┌─ STORED RECORDS
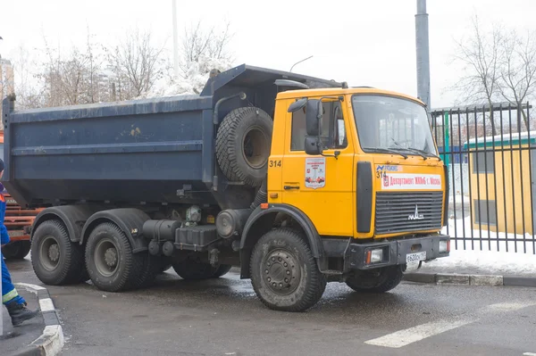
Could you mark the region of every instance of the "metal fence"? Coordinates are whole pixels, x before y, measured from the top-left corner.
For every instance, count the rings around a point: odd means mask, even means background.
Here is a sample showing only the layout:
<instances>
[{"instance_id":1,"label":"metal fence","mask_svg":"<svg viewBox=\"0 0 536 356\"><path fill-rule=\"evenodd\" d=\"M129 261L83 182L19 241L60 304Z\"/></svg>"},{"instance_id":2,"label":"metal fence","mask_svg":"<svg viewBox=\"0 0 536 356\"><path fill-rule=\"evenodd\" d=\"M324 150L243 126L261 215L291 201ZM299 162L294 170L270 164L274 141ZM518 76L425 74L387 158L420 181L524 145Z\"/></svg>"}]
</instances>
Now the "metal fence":
<instances>
[{"instance_id":1,"label":"metal fence","mask_svg":"<svg viewBox=\"0 0 536 356\"><path fill-rule=\"evenodd\" d=\"M536 123L529 103L439 109L431 127L449 175L446 232L456 249L536 254Z\"/></svg>"}]
</instances>

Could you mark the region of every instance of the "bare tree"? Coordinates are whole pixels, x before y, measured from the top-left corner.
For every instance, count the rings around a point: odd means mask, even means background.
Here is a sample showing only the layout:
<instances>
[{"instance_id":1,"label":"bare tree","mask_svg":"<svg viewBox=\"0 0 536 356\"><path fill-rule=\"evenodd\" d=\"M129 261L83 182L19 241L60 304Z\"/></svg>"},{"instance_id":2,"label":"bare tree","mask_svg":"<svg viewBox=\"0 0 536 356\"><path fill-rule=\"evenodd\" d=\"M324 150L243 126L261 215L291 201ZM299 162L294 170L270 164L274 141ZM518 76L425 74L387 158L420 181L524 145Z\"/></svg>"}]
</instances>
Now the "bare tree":
<instances>
[{"instance_id":1,"label":"bare tree","mask_svg":"<svg viewBox=\"0 0 536 356\"><path fill-rule=\"evenodd\" d=\"M536 39L535 33L525 37L515 30L510 31L501 42L500 94L517 110L518 125L523 116L527 130L531 129L529 118L523 103L536 89Z\"/></svg>"},{"instance_id":2,"label":"bare tree","mask_svg":"<svg viewBox=\"0 0 536 356\"><path fill-rule=\"evenodd\" d=\"M499 95L502 29L494 25L490 33L482 31L476 15L472 25L472 36L456 44L458 53L455 57L464 64L464 75L455 87L465 103L490 105L490 122L496 135L492 107Z\"/></svg>"},{"instance_id":3,"label":"bare tree","mask_svg":"<svg viewBox=\"0 0 536 356\"><path fill-rule=\"evenodd\" d=\"M151 32L136 29L120 45L107 50L120 100L140 96L153 87L162 75L159 64L163 49L153 44Z\"/></svg>"},{"instance_id":4,"label":"bare tree","mask_svg":"<svg viewBox=\"0 0 536 356\"><path fill-rule=\"evenodd\" d=\"M214 27L204 30L201 21L195 26L190 26L189 29L186 28L181 46L182 59L180 63L181 70L186 73L192 63L199 62L201 57L230 61L231 54L228 46L232 34L230 29L229 21L224 23L222 30L217 30Z\"/></svg>"},{"instance_id":5,"label":"bare tree","mask_svg":"<svg viewBox=\"0 0 536 356\"><path fill-rule=\"evenodd\" d=\"M229 45L231 39L228 21L221 28L205 29L201 22L185 28L179 66L182 79L191 85L194 93L201 92L206 77L230 68L232 54Z\"/></svg>"}]
</instances>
└─
# PROBLEM TO WORK ON
Rewrite the entries above as a two-column CSV with the headers "prompt" and "response," one row per entry, putting each entry's text and its answer in a single quoted field with line breaks replaced by spaces. Omit the pictures.

# RESULT
prompt,response
"Could you mark the region of every instance of the ""metal fence""? Coordinates are whole pixels, x before y, measured from the top-left corner. For every instance, count the rings around a point: odd means mask, even means background. Here is a sample showing only the layout: <instances> [{""instance_id"":1,""label"":""metal fence"",""mask_svg"":""<svg viewBox=\""0 0 536 356\""><path fill-rule=\""evenodd\"" d=\""M129 261L83 182L19 241L60 304Z\""/></svg>""},{""instance_id"":2,""label"":""metal fence"",""mask_svg"":""<svg viewBox=\""0 0 536 356\""><path fill-rule=\""evenodd\"" d=\""M324 150L243 126L261 215L291 201ZM299 162L294 170L270 164L274 141ZM518 76L425 74L387 158L420 181L524 145Z\""/></svg>""}] </instances> Now the ""metal fence"":","<instances> [{""instance_id"":1,""label"":""metal fence"",""mask_svg"":""<svg viewBox=\""0 0 536 356\""><path fill-rule=\""evenodd\"" d=\""M536 123L529 103L439 109L431 127L449 175L446 232L456 249L536 254Z\""/></svg>""}] </instances>"
"Could you mark the region of every instance of the ""bare tree""? Coordinates are whole pixels, x before y, measured from the top-left corner. For every instance, count the rings around a point: odd means mask, even means background. Here is a sample showing only the layout: <instances> [{""instance_id"":1,""label"":""bare tree"",""mask_svg"":""<svg viewBox=\""0 0 536 356\""><path fill-rule=\""evenodd\"" d=\""M129 261L83 182L19 241L60 304Z\""/></svg>""},{""instance_id"":2,""label"":""bare tree"",""mask_svg"":""<svg viewBox=\""0 0 536 356\""><path fill-rule=\""evenodd\"" d=\""M324 150L243 126L261 215L291 201ZM299 162L294 170L270 164L274 141ZM518 76L425 74L387 158L420 181L524 145Z\""/></svg>""}] </instances> Now the ""bare tree"":","<instances> [{""instance_id"":1,""label"":""bare tree"",""mask_svg"":""<svg viewBox=\""0 0 536 356\""><path fill-rule=\""evenodd\"" d=\""M536 39L535 33L525 37L515 30L510 31L501 42L500 94L517 110L518 125L523 116L527 130L531 129L529 118L523 103L536 89Z\""/></svg>""},{""instance_id"":2,""label"":""bare tree"",""mask_svg"":""<svg viewBox=\""0 0 536 356\""><path fill-rule=\""evenodd\"" d=\""M499 95L502 29L494 25L490 33L482 31L476 15L472 25L472 36L456 44L458 53L455 57L464 64L464 75L455 87L465 103L490 105L490 122L496 135L492 107Z\""/></svg>""},{""instance_id"":3,""label"":""bare tree"",""mask_svg"":""<svg viewBox=\""0 0 536 356\""><path fill-rule=\""evenodd\"" d=\""M151 32L136 29L120 45L107 50L120 100L140 96L153 87L162 75L159 64L163 49L153 44Z\""/></svg>""},{""instance_id"":4,""label"":""bare tree"",""mask_svg"":""<svg viewBox=\""0 0 536 356\""><path fill-rule=\""evenodd\"" d=\""M214 27L204 30L201 21L195 26L190 26L189 29L186 28L181 46L182 59L180 63L181 70L186 73L192 63L199 62L201 57L230 61L231 54L228 46L232 34L230 29L229 21L224 23L222 30L217 30Z\""/></svg>""},{""instance_id"":5,""label"":""bare tree"",""mask_svg"":""<svg viewBox=\""0 0 536 356\""><path fill-rule=\""evenodd\"" d=\""M229 45L231 39L228 21L221 28L205 29L201 22L185 28L179 66L182 79L191 85L194 93L201 92L206 77L230 68L232 54Z\""/></svg>""}] </instances>"